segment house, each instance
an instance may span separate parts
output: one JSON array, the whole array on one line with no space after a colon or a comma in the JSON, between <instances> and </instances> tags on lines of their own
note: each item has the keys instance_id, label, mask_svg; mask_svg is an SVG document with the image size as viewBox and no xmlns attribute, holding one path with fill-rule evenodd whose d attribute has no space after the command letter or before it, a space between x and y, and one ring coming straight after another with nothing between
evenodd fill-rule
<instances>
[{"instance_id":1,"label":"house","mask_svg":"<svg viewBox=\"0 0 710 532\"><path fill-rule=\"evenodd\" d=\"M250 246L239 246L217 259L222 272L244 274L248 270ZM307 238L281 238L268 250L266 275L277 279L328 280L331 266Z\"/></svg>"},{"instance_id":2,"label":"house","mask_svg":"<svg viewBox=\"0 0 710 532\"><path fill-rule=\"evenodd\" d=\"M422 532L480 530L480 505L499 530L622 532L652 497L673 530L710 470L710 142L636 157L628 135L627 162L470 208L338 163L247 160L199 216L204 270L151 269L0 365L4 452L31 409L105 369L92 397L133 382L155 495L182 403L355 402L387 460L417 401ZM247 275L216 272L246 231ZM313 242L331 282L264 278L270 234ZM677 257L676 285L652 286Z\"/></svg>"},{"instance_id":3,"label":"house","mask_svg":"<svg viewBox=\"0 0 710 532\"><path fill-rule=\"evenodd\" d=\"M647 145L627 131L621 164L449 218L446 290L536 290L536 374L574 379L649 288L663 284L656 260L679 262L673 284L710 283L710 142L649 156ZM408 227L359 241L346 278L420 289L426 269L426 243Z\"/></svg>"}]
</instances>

_ _ _ _ _ _ _

● EXERCISE
Reproduce the items verbatim, starting at the first line and ending at the line that contains "output: one JSON", both included.

● THE COMPLETED TASK
segment house, each instance
an instance may span separate parts
output: one JSON array, the whole array on one line with no space after a colon or a comma in the JSON, between <instances> and </instances> tags on lines of their own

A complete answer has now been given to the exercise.